» Assignment:
Copy out the data exactly, leaving the pictures behind.

» Record extracts:
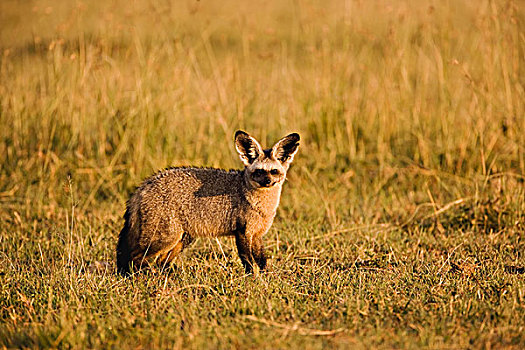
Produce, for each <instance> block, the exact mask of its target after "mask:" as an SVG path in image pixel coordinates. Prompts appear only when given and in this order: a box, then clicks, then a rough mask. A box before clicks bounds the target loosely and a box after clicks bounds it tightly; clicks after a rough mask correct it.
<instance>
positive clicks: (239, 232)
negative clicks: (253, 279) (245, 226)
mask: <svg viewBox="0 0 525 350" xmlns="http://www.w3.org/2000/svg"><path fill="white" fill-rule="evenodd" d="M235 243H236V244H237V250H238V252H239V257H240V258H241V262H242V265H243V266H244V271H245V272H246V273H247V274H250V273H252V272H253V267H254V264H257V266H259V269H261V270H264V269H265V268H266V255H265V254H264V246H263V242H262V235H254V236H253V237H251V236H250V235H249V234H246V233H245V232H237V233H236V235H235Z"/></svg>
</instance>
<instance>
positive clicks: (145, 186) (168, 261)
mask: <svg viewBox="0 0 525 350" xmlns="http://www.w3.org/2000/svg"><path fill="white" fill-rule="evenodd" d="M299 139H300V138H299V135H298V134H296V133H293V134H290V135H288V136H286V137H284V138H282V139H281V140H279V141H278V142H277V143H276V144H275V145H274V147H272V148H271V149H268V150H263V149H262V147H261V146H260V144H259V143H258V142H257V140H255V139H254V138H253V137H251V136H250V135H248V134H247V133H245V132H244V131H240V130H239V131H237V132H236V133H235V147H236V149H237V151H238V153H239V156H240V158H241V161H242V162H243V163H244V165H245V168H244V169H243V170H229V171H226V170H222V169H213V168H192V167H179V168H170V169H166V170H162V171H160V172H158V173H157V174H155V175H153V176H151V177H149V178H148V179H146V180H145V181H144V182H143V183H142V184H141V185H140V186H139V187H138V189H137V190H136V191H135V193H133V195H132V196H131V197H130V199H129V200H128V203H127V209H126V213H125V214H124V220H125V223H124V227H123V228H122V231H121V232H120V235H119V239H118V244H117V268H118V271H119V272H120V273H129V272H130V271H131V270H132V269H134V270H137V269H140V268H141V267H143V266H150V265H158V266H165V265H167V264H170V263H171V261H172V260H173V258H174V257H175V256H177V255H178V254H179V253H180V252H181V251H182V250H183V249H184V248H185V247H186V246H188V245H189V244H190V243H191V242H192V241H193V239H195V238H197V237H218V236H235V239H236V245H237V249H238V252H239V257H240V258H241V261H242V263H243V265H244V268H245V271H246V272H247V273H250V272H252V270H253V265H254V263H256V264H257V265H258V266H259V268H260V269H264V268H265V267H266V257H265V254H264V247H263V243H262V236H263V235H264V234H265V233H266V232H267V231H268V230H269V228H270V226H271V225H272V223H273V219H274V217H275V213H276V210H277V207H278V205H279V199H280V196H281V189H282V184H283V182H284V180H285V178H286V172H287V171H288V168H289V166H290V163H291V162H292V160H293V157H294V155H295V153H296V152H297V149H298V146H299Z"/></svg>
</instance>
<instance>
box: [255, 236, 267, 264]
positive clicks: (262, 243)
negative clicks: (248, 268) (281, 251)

» Response to this task:
Produce, for each <instance> block, the exact mask of its target after "mask:" as an SVG path in image pixel coordinates. Prompts appear only when given and in this order: a box, then clicks, then a rough mask. A box before clicks bounds the target loosely and a box after clicks bounds it tightly; clicks after a rough mask correct it.
<instance>
positive clicks: (239, 232)
negative clicks: (253, 279) (245, 226)
mask: <svg viewBox="0 0 525 350" xmlns="http://www.w3.org/2000/svg"><path fill="white" fill-rule="evenodd" d="M235 243H236V244H237V250H238V252H239V257H240V258H241V262H242V265H243V266H244V271H245V272H246V273H247V274H250V273H252V272H253V267H254V264H257V266H259V269H261V270H264V269H265V268H266V255H265V254H264V246H263V242H262V235H254V236H253V237H251V236H250V235H249V234H246V233H245V232H237V233H236V235H235Z"/></svg>
</instance>
<instance>
positive clicks: (145, 186) (168, 261)
mask: <svg viewBox="0 0 525 350" xmlns="http://www.w3.org/2000/svg"><path fill="white" fill-rule="evenodd" d="M299 139H300V138H299V135H298V134H296V133H293V134H290V135H288V136H286V137H284V138H282V139H281V140H279V141H278V142H277V143H276V144H275V145H274V147H272V148H271V149H268V150H263V149H262V147H261V146H260V144H259V143H258V142H257V140H255V139H254V138H253V137H251V136H250V135H248V134H247V133H245V132H244V131H240V130H239V131H237V132H236V133H235V147H236V149H237V151H238V153H239V156H240V158H241V161H242V162H243V163H244V165H245V168H244V169H243V170H229V171H226V170H222V169H213V168H192V167H179V168H170V169H166V170H162V171H160V172H158V173H157V174H155V175H153V176H151V177H149V178H148V179H146V180H145V181H144V182H143V183H142V184H141V185H140V186H139V187H138V189H137V190H136V191H135V193H133V195H132V196H131V197H130V199H129V200H128V203H127V209H126V213H125V214H124V220H125V223H124V227H123V228H122V231H121V232H120V235H119V239H118V244H117V268H118V271H119V272H120V273H129V272H130V271H131V270H132V269H134V270H137V269H140V268H141V267H143V266H150V265H158V266H165V265H167V264H170V263H171V261H172V260H173V258H174V257H175V256H177V255H178V254H179V253H180V252H181V251H182V250H183V249H184V248H185V247H186V246H188V245H189V244H190V243H191V242H192V241H193V239H195V238H197V237H218V236H235V239H236V245H237V249H238V252H239V257H240V258H241V261H242V263H243V265H244V268H245V271H246V272H247V273H250V272H252V270H253V265H254V263H256V264H257V265H258V266H259V268H260V269H264V268H265V267H266V257H265V254H264V247H263V243H262V236H263V235H264V234H265V233H266V232H267V231H268V230H269V228H270V226H271V225H272V223H273V219H274V217H275V213H276V210H277V207H278V205H279V199H280V196H281V189H282V184H283V182H284V180H285V178H286V172H287V171H288V168H289V166H290V163H291V162H292V160H293V157H294V155H295V153H296V152H297V149H298V146H299Z"/></svg>
</instance>
<instance>
box: [255, 236, 267, 264]
positive clicks: (262, 243)
negative clicks: (248, 268) (281, 251)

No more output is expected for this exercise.